Items from a dataset
====

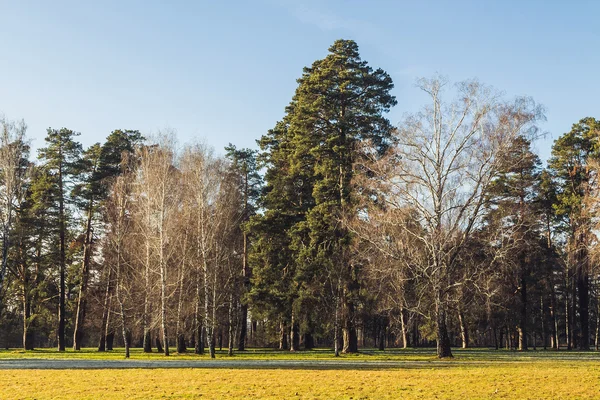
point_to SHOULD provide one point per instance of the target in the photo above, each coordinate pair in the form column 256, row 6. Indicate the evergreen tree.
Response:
column 245, row 168
column 335, row 116
column 513, row 195
column 571, row 154
column 61, row 159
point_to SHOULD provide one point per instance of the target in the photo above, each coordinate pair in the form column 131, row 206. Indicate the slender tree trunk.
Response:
column 209, row 322
column 404, row 327
column 246, row 275
column 83, row 276
column 464, row 331
column 62, row 261
column 105, row 311
column 180, row 337
column 198, row 331
column 443, row 341
column 522, row 329
column 382, row 329
column 583, row 289
column 119, row 297
column 283, row 345
column 147, row 307
column 543, row 321
column 27, row 331
column 110, row 332
column 230, row 335
column 597, row 341
column 294, row 335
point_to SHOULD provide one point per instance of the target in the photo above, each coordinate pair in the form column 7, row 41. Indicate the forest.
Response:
column 341, row 229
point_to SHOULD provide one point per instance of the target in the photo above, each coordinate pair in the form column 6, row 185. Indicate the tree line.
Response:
column 342, row 230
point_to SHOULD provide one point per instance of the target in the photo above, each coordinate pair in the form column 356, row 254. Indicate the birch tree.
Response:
column 445, row 159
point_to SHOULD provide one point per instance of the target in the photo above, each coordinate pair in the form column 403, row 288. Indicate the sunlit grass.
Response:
column 410, row 354
column 522, row 381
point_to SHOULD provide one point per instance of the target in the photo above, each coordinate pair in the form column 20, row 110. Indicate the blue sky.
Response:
column 223, row 71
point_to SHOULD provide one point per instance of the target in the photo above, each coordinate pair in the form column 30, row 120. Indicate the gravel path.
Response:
column 33, row 363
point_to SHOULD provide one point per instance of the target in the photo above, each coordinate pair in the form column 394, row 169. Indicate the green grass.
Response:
column 428, row 354
column 542, row 380
column 472, row 374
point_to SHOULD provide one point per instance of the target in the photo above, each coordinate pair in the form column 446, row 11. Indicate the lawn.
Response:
column 472, row 374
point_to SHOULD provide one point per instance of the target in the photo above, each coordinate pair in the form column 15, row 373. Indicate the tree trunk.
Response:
column 105, row 312
column 198, row 331
column 294, row 335
column 27, row 329
column 180, row 337
column 464, row 331
column 118, row 295
column 243, row 327
column 382, row 329
column 583, row 289
column 246, row 275
column 108, row 330
column 309, row 341
column 597, row 342
column 84, row 275
column 522, row 329
column 283, row 345
column 62, row 289
column 404, row 327
column 443, row 341
column 159, row 347
column 230, row 335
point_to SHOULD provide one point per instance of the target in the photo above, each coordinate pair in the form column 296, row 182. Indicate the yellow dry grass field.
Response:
column 523, row 380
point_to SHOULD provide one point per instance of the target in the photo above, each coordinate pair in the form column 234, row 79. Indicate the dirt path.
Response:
column 33, row 363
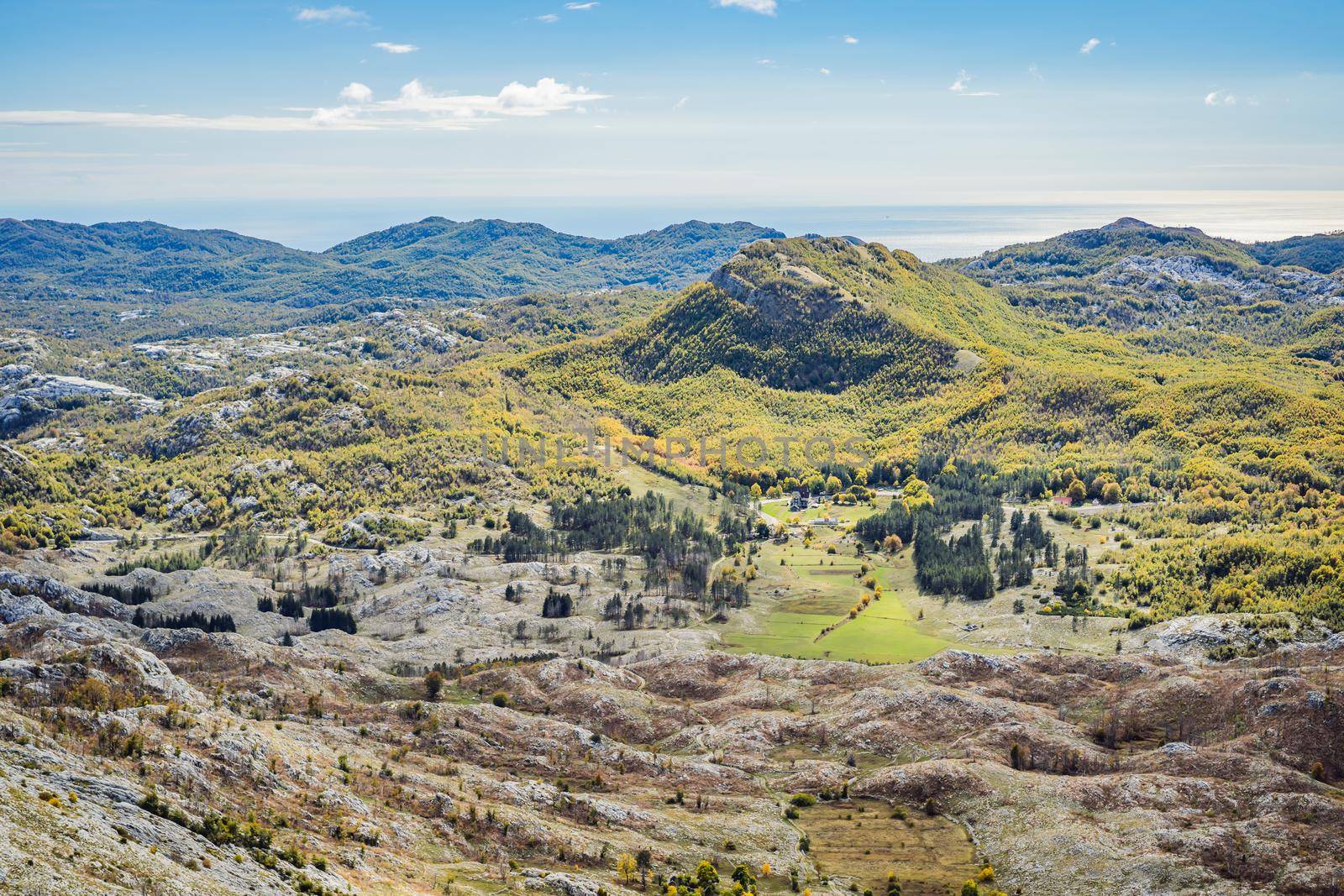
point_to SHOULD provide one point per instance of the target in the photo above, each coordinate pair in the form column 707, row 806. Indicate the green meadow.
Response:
column 796, row 600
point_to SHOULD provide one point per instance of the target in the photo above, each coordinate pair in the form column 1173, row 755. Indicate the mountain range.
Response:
column 429, row 259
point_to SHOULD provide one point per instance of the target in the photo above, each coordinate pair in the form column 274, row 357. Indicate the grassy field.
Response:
column 811, row 590
column 860, row 842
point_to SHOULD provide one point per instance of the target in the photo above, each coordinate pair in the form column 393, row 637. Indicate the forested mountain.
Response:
column 920, row 360
column 1323, row 253
column 1133, row 275
column 430, row 259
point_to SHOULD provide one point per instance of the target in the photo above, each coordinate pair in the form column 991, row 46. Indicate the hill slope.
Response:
column 1133, row 275
column 434, row 259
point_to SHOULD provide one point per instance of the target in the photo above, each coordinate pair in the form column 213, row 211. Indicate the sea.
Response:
column 931, row 231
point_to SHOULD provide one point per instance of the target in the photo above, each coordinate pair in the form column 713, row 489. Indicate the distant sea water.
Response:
column 931, row 231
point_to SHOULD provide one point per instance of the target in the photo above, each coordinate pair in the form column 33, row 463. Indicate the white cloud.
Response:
column 416, row 107
column 355, row 92
column 764, row 7
column 333, row 13
column 960, row 86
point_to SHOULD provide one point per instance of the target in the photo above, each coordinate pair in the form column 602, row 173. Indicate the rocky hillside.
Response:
column 1132, row 275
column 228, row 763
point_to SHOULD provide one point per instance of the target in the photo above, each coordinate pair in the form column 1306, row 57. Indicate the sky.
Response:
column 616, row 113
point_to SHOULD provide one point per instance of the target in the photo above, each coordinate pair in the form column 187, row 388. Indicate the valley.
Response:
column 1059, row 610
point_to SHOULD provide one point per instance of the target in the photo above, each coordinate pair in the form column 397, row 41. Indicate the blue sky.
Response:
column 756, row 102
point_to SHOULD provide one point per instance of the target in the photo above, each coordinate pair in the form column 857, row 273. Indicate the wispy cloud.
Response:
column 416, row 107
column 961, row 86
column 355, row 92
column 764, row 7
column 338, row 15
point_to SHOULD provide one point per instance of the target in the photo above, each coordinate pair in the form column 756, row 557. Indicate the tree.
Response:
column 707, row 879
column 625, row 867
column 433, row 684
column 1077, row 492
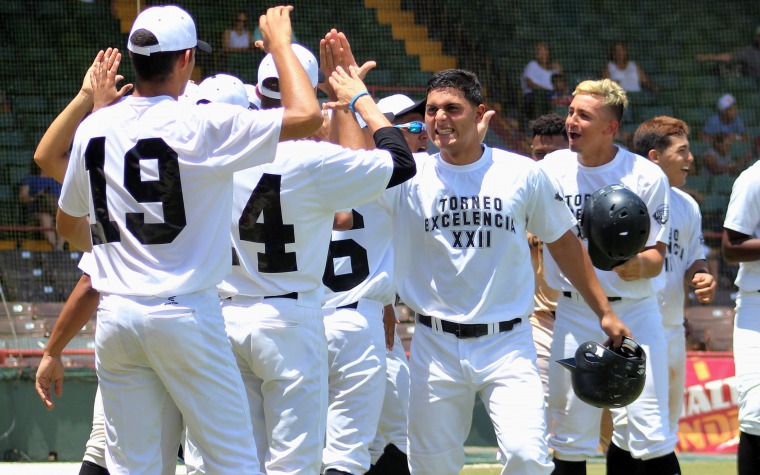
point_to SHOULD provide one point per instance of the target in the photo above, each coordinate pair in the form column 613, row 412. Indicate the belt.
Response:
column 468, row 330
column 609, row 299
column 292, row 296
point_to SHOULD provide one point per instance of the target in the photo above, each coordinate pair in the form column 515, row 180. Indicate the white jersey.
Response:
column 459, row 235
column 360, row 263
column 576, row 183
column 685, row 246
column 743, row 216
column 155, row 175
column 283, row 214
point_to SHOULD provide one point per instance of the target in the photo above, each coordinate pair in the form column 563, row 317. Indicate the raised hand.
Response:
column 346, row 86
column 276, row 29
column 104, row 77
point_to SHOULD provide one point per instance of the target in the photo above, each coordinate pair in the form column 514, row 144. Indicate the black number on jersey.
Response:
column 271, row 232
column 357, row 254
column 167, row 190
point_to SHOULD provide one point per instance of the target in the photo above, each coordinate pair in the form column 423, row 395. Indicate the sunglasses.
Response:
column 413, row 127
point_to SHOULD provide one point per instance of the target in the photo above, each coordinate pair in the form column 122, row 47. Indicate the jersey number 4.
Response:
column 359, row 261
column 167, row 190
column 272, row 232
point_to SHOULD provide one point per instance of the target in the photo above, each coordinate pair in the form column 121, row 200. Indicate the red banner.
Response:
column 709, row 422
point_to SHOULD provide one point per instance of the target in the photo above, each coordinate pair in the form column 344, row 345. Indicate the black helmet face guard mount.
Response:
column 616, row 222
column 607, row 378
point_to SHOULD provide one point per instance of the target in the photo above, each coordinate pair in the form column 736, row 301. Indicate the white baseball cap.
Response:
column 172, row 26
column 222, row 88
column 253, row 96
column 726, row 101
column 399, row 104
column 188, row 96
column 268, row 75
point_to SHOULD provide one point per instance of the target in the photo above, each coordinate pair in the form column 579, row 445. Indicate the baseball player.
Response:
column 282, row 218
column 740, row 243
column 462, row 263
column 133, row 168
column 592, row 162
column 359, row 304
column 664, row 140
column 549, row 135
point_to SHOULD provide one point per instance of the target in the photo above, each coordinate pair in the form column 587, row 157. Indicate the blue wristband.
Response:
column 356, row 97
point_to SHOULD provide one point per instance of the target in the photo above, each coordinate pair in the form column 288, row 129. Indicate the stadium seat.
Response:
column 699, row 318
column 719, row 336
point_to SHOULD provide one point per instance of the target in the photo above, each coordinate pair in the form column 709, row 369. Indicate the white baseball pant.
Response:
column 393, row 417
column 746, row 354
column 447, row 373
column 356, row 362
column 575, row 424
column 281, row 352
column 95, row 449
column 150, row 350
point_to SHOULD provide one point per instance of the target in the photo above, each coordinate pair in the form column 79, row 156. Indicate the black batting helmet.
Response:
column 616, row 223
column 607, row 378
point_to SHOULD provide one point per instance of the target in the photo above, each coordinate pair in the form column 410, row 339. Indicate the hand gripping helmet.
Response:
column 607, row 378
column 616, row 223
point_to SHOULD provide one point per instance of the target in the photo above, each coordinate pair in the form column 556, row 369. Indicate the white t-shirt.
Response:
column 155, row 176
column 743, row 216
column 628, row 78
column 360, row 264
column 685, row 246
column 283, row 212
column 540, row 76
column 459, row 235
column 576, row 183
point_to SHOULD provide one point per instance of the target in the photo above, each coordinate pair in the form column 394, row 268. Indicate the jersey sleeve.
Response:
column 237, row 138
column 657, row 199
column 75, row 196
column 743, row 211
column 548, row 215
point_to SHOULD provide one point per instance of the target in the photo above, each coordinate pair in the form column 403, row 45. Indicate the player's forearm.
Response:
column 404, row 166
column 302, row 116
column 345, row 130
column 52, row 151
column 80, row 306
column 738, row 247
column 74, row 230
column 652, row 261
column 572, row 259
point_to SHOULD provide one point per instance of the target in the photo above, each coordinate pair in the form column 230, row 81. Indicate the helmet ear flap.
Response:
column 607, row 378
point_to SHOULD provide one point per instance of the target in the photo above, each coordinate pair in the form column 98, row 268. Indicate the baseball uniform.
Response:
column 575, row 434
column 358, row 283
column 463, row 264
column 743, row 216
column 154, row 176
column 282, row 220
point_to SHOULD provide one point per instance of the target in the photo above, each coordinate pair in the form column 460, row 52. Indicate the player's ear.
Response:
column 480, row 112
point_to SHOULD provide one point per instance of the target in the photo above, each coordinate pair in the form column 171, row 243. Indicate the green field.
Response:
column 688, row 467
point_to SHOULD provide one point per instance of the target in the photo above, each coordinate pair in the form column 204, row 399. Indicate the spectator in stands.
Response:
column 718, row 159
column 748, row 57
column 727, row 120
column 238, row 39
column 536, row 81
column 39, row 194
column 560, row 96
column 626, row 72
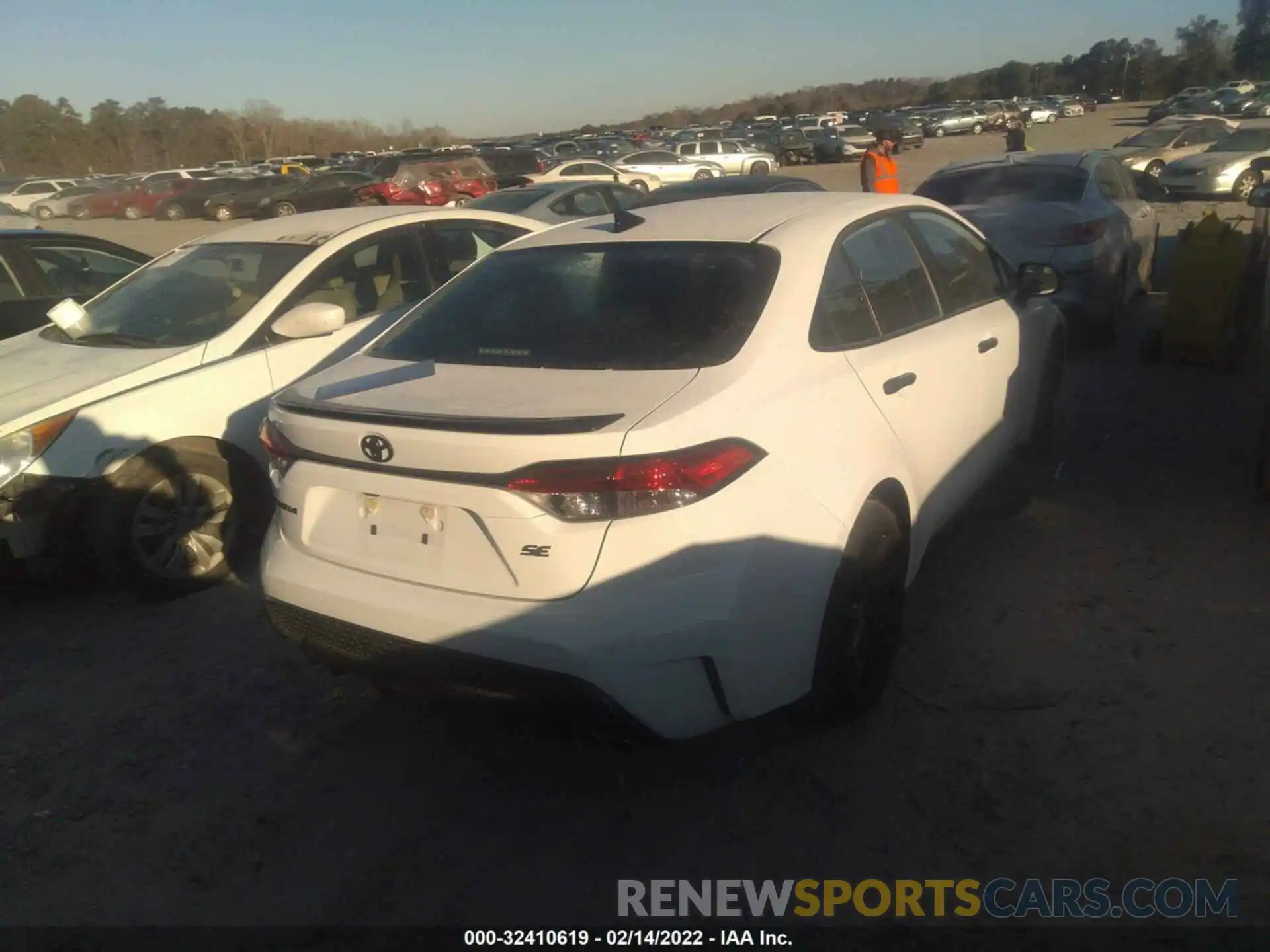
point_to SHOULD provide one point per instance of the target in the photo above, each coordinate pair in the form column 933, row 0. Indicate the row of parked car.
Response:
column 595, row 463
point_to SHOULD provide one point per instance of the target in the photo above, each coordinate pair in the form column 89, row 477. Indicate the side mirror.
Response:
column 312, row 320
column 1260, row 197
column 1038, row 281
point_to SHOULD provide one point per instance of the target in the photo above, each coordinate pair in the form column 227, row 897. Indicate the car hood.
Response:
column 1210, row 160
column 41, row 379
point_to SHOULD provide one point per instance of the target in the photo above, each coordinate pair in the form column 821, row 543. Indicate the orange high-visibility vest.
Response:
column 886, row 173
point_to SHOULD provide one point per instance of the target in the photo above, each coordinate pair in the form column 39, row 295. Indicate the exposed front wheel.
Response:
column 864, row 619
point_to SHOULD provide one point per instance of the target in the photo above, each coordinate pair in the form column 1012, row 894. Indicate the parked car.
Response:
column 951, row 122
column 730, row 186
column 1224, row 168
column 842, row 143
column 128, row 430
column 789, row 146
column 1152, row 149
column 59, row 204
column 1080, row 212
column 667, row 167
column 736, row 157
column 743, row 498
column 38, row 268
column 316, row 193
column 556, row 202
column 239, row 198
column 26, row 194
column 593, row 171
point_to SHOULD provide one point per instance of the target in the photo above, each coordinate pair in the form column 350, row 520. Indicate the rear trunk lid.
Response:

====

▶ **What you should do**: Above are records; count the lines among them that include the word "trunk", and give only the number.

▶ **Response to the exercise**: 3